_What this task involves_: Only the lines of the data holding the string "field" need to be returned.

_Data listing_:
::::::::::

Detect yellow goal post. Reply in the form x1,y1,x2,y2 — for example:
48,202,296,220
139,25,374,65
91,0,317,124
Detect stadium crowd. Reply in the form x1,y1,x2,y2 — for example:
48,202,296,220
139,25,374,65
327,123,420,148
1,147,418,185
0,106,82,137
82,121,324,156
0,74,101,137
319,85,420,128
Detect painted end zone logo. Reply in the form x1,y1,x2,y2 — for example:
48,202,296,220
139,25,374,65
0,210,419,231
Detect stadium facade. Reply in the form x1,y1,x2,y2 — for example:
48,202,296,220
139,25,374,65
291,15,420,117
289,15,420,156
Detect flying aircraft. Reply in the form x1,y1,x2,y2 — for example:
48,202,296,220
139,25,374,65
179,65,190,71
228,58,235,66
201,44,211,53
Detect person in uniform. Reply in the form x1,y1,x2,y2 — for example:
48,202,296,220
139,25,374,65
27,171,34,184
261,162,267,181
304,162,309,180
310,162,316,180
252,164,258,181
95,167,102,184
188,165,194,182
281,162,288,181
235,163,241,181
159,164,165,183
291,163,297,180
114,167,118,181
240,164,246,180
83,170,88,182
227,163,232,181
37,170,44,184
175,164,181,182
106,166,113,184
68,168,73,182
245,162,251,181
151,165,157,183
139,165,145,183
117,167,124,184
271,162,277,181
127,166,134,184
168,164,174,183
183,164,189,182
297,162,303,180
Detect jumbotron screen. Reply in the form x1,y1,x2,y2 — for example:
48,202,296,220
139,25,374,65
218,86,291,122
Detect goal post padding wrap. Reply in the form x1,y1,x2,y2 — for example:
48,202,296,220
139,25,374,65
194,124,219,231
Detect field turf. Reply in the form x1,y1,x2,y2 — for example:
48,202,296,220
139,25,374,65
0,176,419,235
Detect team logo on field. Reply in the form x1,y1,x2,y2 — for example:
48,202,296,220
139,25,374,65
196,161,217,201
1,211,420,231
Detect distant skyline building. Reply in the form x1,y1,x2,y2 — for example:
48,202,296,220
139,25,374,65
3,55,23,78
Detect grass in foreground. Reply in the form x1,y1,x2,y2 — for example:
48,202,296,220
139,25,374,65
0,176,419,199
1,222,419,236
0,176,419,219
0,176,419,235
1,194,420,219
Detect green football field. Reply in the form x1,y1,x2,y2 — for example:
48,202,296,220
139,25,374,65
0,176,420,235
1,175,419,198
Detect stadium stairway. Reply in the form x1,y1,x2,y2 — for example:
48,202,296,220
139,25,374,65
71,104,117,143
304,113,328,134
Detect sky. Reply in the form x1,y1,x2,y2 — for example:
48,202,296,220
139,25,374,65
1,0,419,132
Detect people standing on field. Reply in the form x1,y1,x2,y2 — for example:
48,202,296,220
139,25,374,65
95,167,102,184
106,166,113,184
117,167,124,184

::::::::::

_Response below_:
Detect field turf. Reply in the form x1,y1,x2,y2 — for example:
Detect team logo on field. Reply in the form x1,y1,x2,y2 — for example:
Detect green football field. Reply in the form x1,y1,x2,y2 — for example:
Detect people standing on field. Reply in the form x1,y1,x2,y2 — for example:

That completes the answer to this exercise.